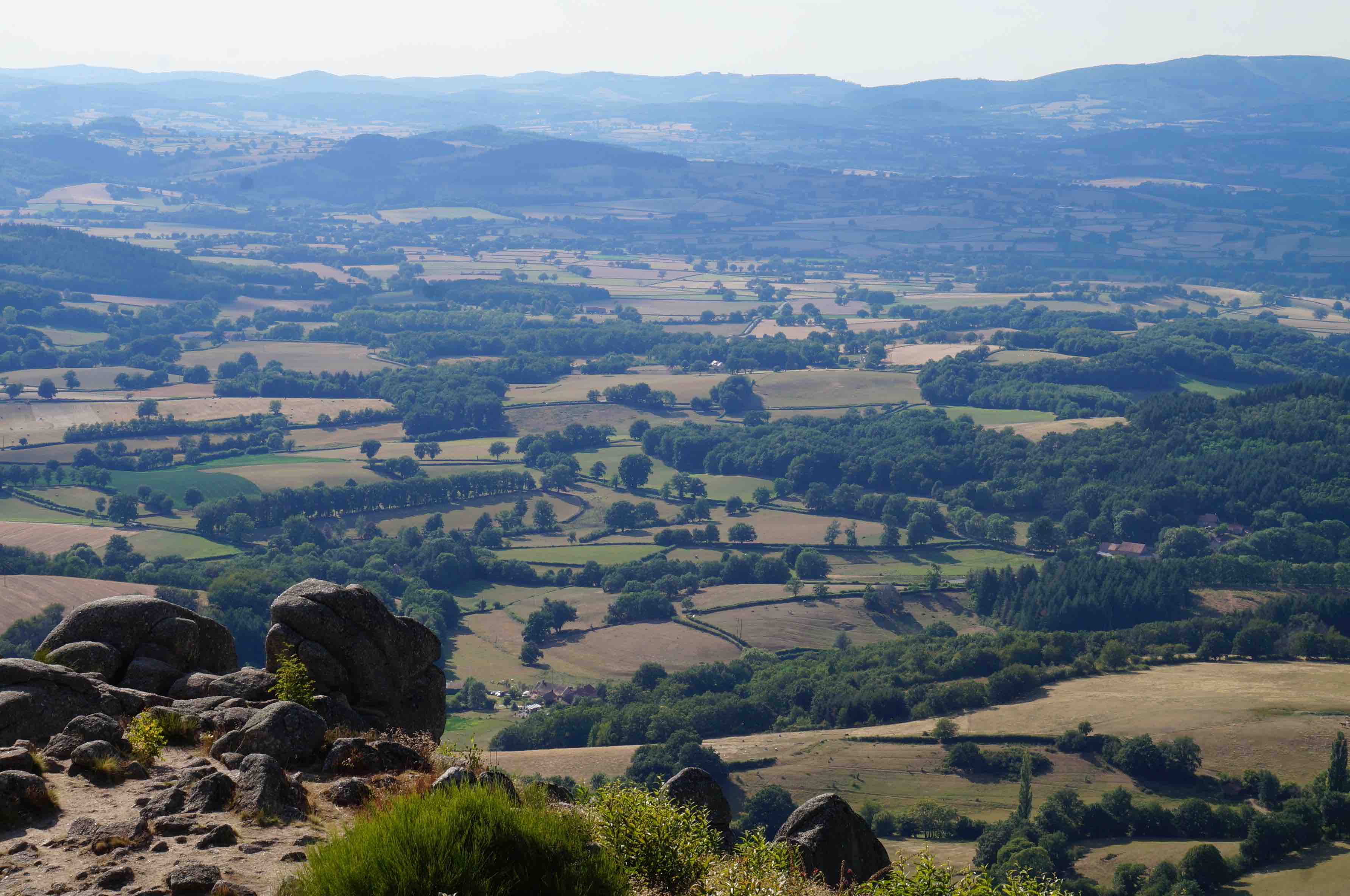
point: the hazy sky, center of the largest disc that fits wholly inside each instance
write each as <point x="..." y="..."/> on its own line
<point x="866" y="41"/>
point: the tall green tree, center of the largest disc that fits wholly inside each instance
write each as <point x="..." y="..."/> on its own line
<point x="1024" y="798"/>
<point x="1337" y="779"/>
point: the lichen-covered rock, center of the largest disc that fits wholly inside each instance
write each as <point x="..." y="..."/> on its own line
<point x="501" y="782"/>
<point x="349" y="791"/>
<point x="192" y="686"/>
<point x="150" y="643"/>
<point x="192" y="879"/>
<point x="88" y="656"/>
<point x="831" y="836"/>
<point x="247" y="683"/>
<point x="694" y="786"/>
<point x="353" y="756"/>
<point x="354" y="646"/>
<point x="454" y="776"/>
<point x="264" y="790"/>
<point x="96" y="726"/>
<point x="37" y="700"/>
<point x="17" y="759"/>
<point x="23" y="793"/>
<point x="284" y="731"/>
<point x="211" y="794"/>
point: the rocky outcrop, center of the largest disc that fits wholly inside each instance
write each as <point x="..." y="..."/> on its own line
<point x="829" y="836"/>
<point x="37" y="700"/>
<point x="264" y="791"/>
<point x="384" y="664"/>
<point x="696" y="787"/>
<point x="83" y="729"/>
<point x="247" y="683"/>
<point x="285" y="732"/>
<point x="141" y="643"/>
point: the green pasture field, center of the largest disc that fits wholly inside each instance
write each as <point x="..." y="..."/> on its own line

Directions
Tell how many lines of the records above hold "fits", giving the number and nothing else.

Answer
5